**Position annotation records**
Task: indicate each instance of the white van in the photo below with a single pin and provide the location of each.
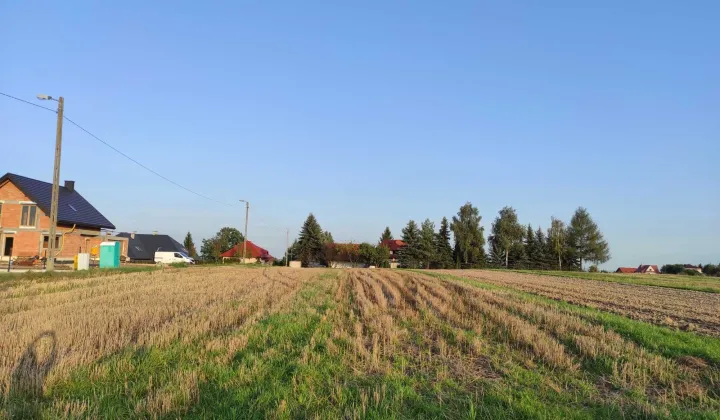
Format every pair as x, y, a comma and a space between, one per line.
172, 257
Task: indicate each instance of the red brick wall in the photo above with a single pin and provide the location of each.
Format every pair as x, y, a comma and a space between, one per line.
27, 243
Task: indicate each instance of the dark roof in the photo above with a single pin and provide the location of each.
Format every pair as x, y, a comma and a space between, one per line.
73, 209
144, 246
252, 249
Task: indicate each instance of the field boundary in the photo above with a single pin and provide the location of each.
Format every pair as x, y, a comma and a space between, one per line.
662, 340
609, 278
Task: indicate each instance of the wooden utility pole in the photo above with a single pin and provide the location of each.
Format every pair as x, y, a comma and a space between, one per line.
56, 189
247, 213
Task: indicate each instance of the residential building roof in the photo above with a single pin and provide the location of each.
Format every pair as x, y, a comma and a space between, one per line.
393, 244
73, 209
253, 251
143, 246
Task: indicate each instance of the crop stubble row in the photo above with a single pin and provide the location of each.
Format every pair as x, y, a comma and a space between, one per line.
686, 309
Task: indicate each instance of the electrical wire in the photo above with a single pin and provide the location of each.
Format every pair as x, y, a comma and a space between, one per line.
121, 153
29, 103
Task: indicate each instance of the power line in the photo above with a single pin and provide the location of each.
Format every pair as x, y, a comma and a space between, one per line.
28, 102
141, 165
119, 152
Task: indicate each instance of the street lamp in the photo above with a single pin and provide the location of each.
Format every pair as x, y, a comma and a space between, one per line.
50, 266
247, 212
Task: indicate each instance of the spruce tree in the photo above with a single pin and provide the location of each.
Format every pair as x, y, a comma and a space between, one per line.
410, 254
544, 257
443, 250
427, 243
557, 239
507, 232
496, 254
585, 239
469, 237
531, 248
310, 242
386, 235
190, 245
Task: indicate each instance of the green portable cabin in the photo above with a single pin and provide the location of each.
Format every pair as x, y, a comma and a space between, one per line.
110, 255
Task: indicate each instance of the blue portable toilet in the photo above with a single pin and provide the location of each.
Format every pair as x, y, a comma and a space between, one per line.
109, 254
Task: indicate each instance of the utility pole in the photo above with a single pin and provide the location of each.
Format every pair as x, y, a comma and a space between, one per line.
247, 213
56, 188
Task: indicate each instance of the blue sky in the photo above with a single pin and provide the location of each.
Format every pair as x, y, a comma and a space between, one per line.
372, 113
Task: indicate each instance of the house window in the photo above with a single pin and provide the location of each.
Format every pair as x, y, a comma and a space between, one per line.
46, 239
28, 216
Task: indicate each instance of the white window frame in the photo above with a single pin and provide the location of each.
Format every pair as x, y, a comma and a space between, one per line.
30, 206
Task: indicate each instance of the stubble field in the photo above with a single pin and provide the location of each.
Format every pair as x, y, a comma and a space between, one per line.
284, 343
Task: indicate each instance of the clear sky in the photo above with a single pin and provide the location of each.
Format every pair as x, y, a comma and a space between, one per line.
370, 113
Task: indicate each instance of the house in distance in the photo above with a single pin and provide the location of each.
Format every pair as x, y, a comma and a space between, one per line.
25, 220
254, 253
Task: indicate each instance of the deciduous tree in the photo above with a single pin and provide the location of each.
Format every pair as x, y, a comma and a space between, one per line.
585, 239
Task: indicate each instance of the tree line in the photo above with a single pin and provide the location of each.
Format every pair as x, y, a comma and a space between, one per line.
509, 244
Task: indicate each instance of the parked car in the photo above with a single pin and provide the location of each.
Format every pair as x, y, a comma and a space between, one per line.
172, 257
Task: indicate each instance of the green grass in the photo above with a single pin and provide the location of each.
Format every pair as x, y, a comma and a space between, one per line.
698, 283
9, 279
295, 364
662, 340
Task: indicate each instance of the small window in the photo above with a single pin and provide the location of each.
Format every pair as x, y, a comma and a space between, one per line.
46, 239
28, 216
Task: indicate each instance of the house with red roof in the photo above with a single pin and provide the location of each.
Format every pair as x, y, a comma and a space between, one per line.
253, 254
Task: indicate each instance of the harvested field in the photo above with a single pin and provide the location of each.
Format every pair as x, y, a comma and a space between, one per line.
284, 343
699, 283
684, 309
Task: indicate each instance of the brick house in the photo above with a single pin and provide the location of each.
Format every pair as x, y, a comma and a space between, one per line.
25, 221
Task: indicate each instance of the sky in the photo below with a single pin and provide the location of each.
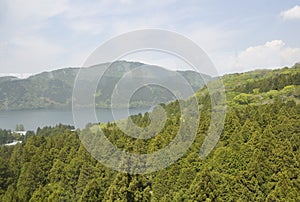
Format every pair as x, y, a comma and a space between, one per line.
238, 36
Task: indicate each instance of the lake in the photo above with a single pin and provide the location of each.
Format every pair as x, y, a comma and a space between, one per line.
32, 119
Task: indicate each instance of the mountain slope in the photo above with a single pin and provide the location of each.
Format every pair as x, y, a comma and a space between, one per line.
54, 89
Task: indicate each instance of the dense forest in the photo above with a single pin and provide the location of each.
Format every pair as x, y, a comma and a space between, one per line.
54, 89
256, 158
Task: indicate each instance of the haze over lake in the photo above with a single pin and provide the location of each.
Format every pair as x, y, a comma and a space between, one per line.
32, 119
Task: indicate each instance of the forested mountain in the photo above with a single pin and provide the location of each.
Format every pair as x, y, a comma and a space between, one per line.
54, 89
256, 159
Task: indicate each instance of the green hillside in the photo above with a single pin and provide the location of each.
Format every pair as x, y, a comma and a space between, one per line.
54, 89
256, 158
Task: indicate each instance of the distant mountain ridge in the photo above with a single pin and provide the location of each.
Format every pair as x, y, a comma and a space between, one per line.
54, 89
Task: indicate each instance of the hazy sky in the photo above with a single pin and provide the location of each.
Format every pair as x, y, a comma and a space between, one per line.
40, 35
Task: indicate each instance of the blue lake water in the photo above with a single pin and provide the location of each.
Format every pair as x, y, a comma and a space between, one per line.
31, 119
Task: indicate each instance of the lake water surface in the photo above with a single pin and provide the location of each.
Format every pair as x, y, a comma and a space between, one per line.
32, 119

==

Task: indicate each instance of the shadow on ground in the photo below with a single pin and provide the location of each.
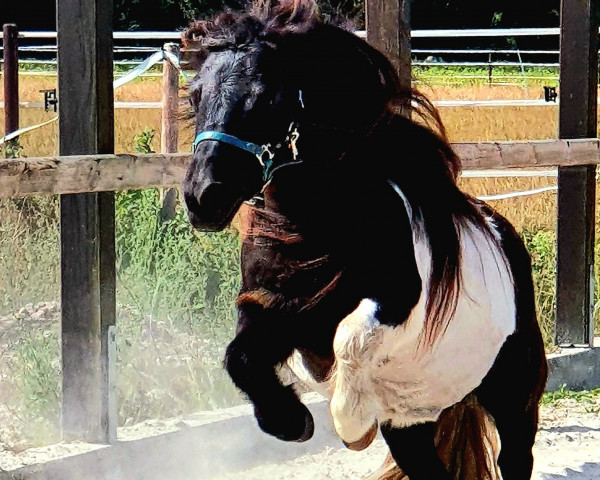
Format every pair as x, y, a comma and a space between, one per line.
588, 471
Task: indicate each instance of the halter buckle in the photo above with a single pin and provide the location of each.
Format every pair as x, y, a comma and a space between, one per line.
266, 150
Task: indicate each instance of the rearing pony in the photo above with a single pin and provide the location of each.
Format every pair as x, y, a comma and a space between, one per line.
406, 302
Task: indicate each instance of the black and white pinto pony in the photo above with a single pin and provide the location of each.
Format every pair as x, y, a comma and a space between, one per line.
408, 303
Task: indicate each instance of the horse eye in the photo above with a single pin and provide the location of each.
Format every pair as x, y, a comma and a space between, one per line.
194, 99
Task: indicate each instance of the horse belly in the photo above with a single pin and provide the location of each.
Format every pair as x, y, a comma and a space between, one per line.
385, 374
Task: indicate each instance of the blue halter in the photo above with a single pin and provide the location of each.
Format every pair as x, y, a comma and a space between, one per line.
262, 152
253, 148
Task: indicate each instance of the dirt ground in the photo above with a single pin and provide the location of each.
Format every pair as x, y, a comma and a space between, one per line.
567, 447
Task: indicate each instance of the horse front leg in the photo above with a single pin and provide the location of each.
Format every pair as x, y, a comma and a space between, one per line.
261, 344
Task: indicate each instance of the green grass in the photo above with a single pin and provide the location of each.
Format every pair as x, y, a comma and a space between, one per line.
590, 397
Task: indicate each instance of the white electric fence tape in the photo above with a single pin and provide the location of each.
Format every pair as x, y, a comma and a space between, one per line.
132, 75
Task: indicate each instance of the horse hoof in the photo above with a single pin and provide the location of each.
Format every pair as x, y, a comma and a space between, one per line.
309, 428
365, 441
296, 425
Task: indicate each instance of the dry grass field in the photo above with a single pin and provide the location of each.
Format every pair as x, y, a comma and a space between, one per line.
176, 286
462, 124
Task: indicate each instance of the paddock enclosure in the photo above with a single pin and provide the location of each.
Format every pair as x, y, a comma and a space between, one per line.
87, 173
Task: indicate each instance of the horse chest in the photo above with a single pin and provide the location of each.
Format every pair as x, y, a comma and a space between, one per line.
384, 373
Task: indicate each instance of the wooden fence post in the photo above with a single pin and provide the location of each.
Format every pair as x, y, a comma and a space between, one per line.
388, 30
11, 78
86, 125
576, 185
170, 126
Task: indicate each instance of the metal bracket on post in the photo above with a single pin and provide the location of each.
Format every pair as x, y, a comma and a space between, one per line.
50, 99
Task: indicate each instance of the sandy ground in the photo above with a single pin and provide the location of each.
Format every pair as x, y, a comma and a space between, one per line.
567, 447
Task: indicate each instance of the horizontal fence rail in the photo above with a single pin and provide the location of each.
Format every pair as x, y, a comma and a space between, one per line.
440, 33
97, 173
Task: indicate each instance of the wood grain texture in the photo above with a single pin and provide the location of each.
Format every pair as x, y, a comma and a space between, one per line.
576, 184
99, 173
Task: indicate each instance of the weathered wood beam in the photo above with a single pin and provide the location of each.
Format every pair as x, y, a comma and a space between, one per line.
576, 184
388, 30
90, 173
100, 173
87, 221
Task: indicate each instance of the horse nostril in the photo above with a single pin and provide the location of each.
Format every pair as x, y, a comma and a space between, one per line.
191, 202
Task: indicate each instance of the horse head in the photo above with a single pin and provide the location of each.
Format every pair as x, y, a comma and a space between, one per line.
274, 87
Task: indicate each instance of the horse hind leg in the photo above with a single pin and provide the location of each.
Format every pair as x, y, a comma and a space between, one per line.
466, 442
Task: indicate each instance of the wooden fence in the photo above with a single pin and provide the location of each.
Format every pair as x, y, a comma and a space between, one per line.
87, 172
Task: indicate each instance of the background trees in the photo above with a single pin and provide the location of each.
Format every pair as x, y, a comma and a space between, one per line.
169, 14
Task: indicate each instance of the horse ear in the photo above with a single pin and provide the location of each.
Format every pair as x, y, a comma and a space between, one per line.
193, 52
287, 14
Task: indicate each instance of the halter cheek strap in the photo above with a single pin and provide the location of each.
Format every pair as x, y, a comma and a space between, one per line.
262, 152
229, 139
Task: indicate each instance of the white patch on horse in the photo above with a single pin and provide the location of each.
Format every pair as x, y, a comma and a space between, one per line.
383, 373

**Exercise aim**
Count how many lines in the listing above contain the string "utility", treating uppercase and lowercase as different. Reply with the number alone.

**Result for this exercise**
2